* Document text

Monday, March 10, 2008

Just Sad

This is a story that appeared in a recent issue of Time Magazine. It is the story of Sergeant Gerald (GJ) Cassidy and how the Army did not take proper care of the injuries he sustained in Iraq. He was in an Army medical facility when he died. In essence the army killed him through neglect.

He was at an army hospital receiving treatment for severe migraine headaches. He was on methadone. This from the article:

Horrifyingly, it appears that Cassidy lived for up to two days after falling into a stupor. Forgotten and alone, he sat in his room until he died. "My God, he was there for three days, and no one even found him. That's a huge scandal," says Dr. William Kearney, Cassidy's Army psychiatrist. Regulations that require a soldier to show up for formation three times a day or be tracked down were widely ignored, say soldiers who stayed at Fort Knox. "You could easily linger for two days in a coma," Kearney says, "and if anybody had opened his door, they would have found him unconscious and they would have called 911."

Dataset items

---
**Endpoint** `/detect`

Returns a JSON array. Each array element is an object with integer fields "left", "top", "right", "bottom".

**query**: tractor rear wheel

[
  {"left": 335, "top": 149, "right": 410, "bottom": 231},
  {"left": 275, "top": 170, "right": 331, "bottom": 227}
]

* What needs to be done
Continue the post about Sergeant Gerald Cassidy's death at an Army medical facility, picking up after the quoted passage from the article.

* Output of the exercise
The article continues:

Just as the Pentagon failed to anticipate the duration and cost of the Iraq war, it has been woefully unprepared for the waves of wounded who return home needing care. Earnest, hardworking medical personnel haven't been able to handle the deluge. At Fort Knox, Cassidy and more than 200 other soldiers were placed in a newly created Warrior Transition Unit (WTU). The Army is spending $500 million this year on such units, in which troops operate as a military detachment and continue to be paid. After a 2007 Washington Post series focused attention on poor conditions at the service's flagship Walter Reed hospital in Washington, the Army created the units to streamline the care of Army outpatients. There are currently 8,300 soldiers in 35 WTUS. One in 5 suffers from TBI, PTSD or both.

Once again the total lack of any "post war" planning by the Bush Administration is costing soldiers their lives. The tragic part is this is barely mentioned in the media. It is outrageous.

There are the usual oh we'll do better and this has shown we've got to work harder. "Now the Army is rushing to catch up, setting up screening tools and treatment plans to deal with TBI and a "center of excellence" dedicated to the challenge."

How many times do we have to hear this excuse? How many more soldiers have to die because of neglect and incompetence before something is really done? How come the public isn't more up in arms over this?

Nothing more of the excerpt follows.